Activity: These entries must be printed again exactly as they are.
::: Stored data :::
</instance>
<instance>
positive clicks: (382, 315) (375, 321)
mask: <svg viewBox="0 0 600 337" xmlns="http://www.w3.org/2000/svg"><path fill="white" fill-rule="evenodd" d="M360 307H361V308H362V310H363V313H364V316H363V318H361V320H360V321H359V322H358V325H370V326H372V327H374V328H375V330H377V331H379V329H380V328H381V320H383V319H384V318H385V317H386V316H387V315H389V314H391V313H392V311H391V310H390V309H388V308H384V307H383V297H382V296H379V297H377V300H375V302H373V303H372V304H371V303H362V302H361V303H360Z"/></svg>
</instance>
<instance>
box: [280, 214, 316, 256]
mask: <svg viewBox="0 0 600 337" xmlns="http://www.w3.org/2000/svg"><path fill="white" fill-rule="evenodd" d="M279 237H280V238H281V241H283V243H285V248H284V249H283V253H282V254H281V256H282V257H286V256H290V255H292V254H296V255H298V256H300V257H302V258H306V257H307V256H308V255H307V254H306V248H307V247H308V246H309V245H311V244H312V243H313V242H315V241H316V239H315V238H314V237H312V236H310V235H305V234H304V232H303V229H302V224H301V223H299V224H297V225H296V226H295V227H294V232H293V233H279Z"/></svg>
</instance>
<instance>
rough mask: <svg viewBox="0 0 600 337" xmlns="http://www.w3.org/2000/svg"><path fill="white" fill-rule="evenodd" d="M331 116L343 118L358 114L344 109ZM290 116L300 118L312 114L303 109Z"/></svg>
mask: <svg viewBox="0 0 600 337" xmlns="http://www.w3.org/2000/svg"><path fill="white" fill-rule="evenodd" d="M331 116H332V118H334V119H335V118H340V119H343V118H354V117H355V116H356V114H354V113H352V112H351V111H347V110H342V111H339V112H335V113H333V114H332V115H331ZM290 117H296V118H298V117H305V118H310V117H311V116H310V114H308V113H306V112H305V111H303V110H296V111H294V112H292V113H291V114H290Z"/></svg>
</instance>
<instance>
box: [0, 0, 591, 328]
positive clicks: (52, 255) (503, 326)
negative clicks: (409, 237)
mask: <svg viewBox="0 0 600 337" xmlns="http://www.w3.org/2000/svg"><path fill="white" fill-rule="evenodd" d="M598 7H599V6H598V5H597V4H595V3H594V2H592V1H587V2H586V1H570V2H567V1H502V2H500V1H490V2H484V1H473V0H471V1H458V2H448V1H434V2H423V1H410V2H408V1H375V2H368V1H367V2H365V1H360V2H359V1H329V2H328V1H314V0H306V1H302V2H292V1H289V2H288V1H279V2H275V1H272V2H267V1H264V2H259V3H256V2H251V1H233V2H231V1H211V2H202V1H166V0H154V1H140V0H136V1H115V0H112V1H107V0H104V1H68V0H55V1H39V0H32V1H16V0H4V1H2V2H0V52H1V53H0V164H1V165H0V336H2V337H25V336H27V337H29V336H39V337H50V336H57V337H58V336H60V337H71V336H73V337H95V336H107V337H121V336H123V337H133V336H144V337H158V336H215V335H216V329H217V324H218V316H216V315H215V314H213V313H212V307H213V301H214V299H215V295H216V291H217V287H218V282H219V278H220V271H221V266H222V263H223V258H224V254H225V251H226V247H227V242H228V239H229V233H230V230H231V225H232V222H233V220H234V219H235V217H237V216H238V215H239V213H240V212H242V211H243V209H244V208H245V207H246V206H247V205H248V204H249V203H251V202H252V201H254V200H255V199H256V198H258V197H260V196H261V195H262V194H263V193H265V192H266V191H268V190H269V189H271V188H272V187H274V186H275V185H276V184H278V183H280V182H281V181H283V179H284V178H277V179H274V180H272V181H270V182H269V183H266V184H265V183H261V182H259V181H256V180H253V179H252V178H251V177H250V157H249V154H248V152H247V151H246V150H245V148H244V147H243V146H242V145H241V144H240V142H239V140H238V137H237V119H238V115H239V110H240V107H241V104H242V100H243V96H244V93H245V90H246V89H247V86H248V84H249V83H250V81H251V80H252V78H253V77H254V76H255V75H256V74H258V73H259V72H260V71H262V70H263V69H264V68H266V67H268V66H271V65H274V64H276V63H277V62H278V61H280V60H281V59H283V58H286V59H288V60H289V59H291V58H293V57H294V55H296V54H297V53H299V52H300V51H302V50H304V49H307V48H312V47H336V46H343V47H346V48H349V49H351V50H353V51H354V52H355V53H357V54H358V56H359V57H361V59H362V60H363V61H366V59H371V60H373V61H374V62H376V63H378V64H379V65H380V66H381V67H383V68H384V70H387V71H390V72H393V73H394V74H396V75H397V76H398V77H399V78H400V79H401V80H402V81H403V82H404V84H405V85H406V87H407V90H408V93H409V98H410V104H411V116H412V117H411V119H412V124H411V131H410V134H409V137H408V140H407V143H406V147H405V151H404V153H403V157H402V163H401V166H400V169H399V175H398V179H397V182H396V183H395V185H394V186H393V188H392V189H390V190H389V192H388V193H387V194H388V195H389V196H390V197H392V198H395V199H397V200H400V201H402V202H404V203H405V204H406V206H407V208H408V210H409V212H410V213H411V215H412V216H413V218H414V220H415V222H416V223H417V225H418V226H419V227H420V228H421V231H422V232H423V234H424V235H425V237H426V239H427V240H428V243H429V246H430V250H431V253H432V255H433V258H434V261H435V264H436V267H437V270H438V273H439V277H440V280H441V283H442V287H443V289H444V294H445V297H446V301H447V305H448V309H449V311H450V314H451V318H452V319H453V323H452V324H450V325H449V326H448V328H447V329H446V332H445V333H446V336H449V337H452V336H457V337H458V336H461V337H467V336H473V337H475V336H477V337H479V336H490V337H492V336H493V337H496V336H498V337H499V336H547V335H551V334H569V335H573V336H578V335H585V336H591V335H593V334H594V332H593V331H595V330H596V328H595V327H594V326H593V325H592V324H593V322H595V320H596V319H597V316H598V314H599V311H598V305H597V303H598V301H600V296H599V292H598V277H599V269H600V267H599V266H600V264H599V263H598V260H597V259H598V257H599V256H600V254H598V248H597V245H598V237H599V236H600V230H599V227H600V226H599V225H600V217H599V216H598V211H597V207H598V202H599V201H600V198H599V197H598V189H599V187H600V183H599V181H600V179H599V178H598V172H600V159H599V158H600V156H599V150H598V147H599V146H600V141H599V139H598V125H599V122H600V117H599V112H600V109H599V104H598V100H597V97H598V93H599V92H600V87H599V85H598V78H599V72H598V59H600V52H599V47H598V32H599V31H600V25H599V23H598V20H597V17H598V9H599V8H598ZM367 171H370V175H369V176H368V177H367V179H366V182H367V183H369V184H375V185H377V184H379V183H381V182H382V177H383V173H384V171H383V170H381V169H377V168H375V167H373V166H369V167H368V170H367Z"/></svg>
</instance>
:::
Finished exercise:
</instance>
<instance>
positive clicks: (382, 315) (375, 321)
mask: <svg viewBox="0 0 600 337" xmlns="http://www.w3.org/2000/svg"><path fill="white" fill-rule="evenodd" d="M360 307H361V308H362V310H363V313H364V316H363V318H361V320H360V321H359V322H358V325H370V326H372V327H374V328H375V330H377V331H379V329H380V328H381V320H383V319H384V318H385V317H386V316H387V315H389V314H391V313H392V311H391V310H390V309H388V308H384V307H383V297H382V296H379V297H377V300H375V302H373V303H372V304H371V303H362V302H361V303H360Z"/></svg>
</instance>
<instance>
box: [280, 214, 316, 256]
mask: <svg viewBox="0 0 600 337" xmlns="http://www.w3.org/2000/svg"><path fill="white" fill-rule="evenodd" d="M279 237H280V238H281V241H283V243H285V248H284V249H283V253H282V254H281V256H282V257H286V256H290V255H292V254H296V255H298V256H300V257H302V258H306V257H307V256H308V255H307V254H306V248H307V247H308V246H309V245H311V244H312V243H313V242H315V241H316V239H315V238H314V237H312V236H310V235H305V234H304V232H303V229H302V224H301V223H299V224H297V225H296V226H295V227H294V232H293V233H279Z"/></svg>
</instance>
<instance>
rough mask: <svg viewBox="0 0 600 337" xmlns="http://www.w3.org/2000/svg"><path fill="white" fill-rule="evenodd" d="M331 116L343 118L358 114L344 109ZM290 116L300 118L312 114L303 109Z"/></svg>
mask: <svg viewBox="0 0 600 337" xmlns="http://www.w3.org/2000/svg"><path fill="white" fill-rule="evenodd" d="M331 116H332V118H334V119H335V118H340V119H343V118H354V117H355V116H356V114H354V113H352V112H351V111H347V110H342V111H339V112H335V113H333V114H332V115H331ZM290 117H296V118H298V117H305V118H310V117H311V116H310V114H308V113H306V112H305V111H303V110H296V111H294V112H292V113H291V114H290Z"/></svg>
</instance>
<instance>
box: [0, 0, 591, 328]
positive clicks: (52, 255) (503, 326)
negative clicks: (409, 237)
mask: <svg viewBox="0 0 600 337" xmlns="http://www.w3.org/2000/svg"><path fill="white" fill-rule="evenodd" d="M598 7H599V6H598V5H597V4H595V3H594V2H592V1H587V2H586V1H570V2H567V1H502V2H500V1H490V2H484V1H473V0H471V1H458V2H448V1H434V2H423V1H410V2H408V1H375V2H368V1H367V2H365V1H360V2H359V1H329V2H328V1H314V0H306V1H302V2H292V1H289V2H288V1H279V2H275V1H272V2H267V1H264V2H259V3H256V2H251V1H233V2H231V1H211V2H202V1H166V0H154V1H140V0H136V1H115V0H112V1H107V0H104V1H68V0H55V1H39V0H32V1H16V0H4V1H2V2H0V52H1V53H0V164H1V165H0V336H2V337H25V336H27V337H29V336H39V337H50V336H57V337H58V336H60V337H71V336H73V337H95V336H107V337H121V336H123V337H133V336H144V337H158V336H215V335H216V329H217V324H218V316H216V315H215V314H213V313H212V307H213V301H214V299H215V295H216V291H217V287H218V282H219V278H220V271H221V266H222V263H223V258H224V254H225V251H226V247H227V242H228V239H229V233H230V230H231V225H232V222H233V220H234V219H235V217H237V216H238V215H239V213H240V212H242V211H243V209H244V208H245V207H246V206H247V205H248V204H249V203H251V202H252V201H254V200H255V199H256V198H258V197H260V196H261V195H262V194H263V193H265V192H266V191H268V190H269V189H271V188H272V187H274V186H275V185H276V184H278V183H280V182H281V181H283V179H284V178H277V179H274V180H272V181H270V182H269V183H266V184H265V183H261V182H259V181H256V180H253V179H252V178H251V177H250V157H249V154H248V152H247V151H246V150H245V148H244V147H243V146H242V145H241V144H240V142H239V140H238V137H237V119H238V115H239V110H240V107H241V104H242V100H243V96H244V93H245V90H246V89H247V86H248V84H249V83H250V81H251V80H252V78H253V77H254V76H255V75H256V74H258V73H259V72H260V71H262V70H263V69H264V68H266V67H268V66H271V65H274V64H276V63H277V62H278V61H280V60H281V59H283V58H286V59H288V60H289V59H291V58H293V57H294V55H296V54H297V53H299V52H300V51H302V50H304V49H307V48H312V47H336V46H343V47H346V48H349V49H351V50H353V51H354V52H355V53H357V54H358V56H359V57H361V59H362V60H363V61H366V59H371V60H373V61H374V62H376V63H378V64H379V65H380V66H381V67H383V68H384V70H387V71H390V72H393V73H394V74H396V75H397V76H398V77H399V78H400V79H401V80H402V81H403V82H404V84H405V85H406V87H407V90H408V93H409V98H410V104H411V116H412V117H411V119H412V124H411V131H410V134H409V137H408V140H407V143H406V147H405V151H404V153H403V157H402V163H401V166H400V169H399V175H398V179H397V182H396V183H395V185H394V186H393V188H392V189H390V190H389V192H388V193H387V194H388V195H389V196H390V197H392V198H395V199H397V200H400V201H402V202H404V203H405V204H406V206H407V208H408V210H409V212H410V213H411V215H412V216H413V218H414V220H415V222H416V223H417V225H418V226H419V227H420V228H421V231H422V232H423V234H424V235H425V237H426V239H427V240H428V243H429V246H430V250H431V253H432V255H433V258H434V261H435V264H436V267H437V270H438V273H439V277H440V280H441V283H442V287H443V289H444V294H445V297H446V301H447V305H448V309H449V311H450V314H451V318H452V319H453V323H452V324H450V325H449V326H448V328H447V329H446V332H445V333H446V336H449V337H452V336H457V337H458V336H461V337H467V336H473V337H475V336H477V337H479V336H490V337H492V336H493V337H496V336H498V337H499V336H547V335H551V334H569V335H573V336H578V335H585V336H591V335H593V334H594V332H593V331H595V330H596V328H595V327H594V326H593V325H592V324H593V322H595V320H596V319H597V316H598V314H599V311H598V305H597V303H598V301H600V296H599V292H598V277H599V269H600V267H599V266H600V264H599V263H598V260H597V259H598V257H599V256H600V254H598V248H597V245H598V237H599V236H600V230H599V227H600V226H599V225H600V217H599V216H598V211H597V207H598V202H599V201H600V198H599V197H598V189H599V187H600V183H599V181H600V179H599V178H598V172H600V159H599V158H600V156H599V150H598V147H599V146H600V141H599V139H598V125H599V122H600V117H599V112H600V109H599V104H598V100H597V97H598V93H599V92H600V87H599V85H598V78H599V72H598V59H600V52H599V47H598V32H599V31H600V25H599V23H598V20H597V17H598V9H599V8H598ZM367 171H370V175H369V176H368V177H367V179H366V182H367V183H369V184H375V185H377V184H379V183H381V182H382V177H383V173H384V171H383V170H381V169H377V168H375V167H373V166H369V167H368V170H367Z"/></svg>
</instance>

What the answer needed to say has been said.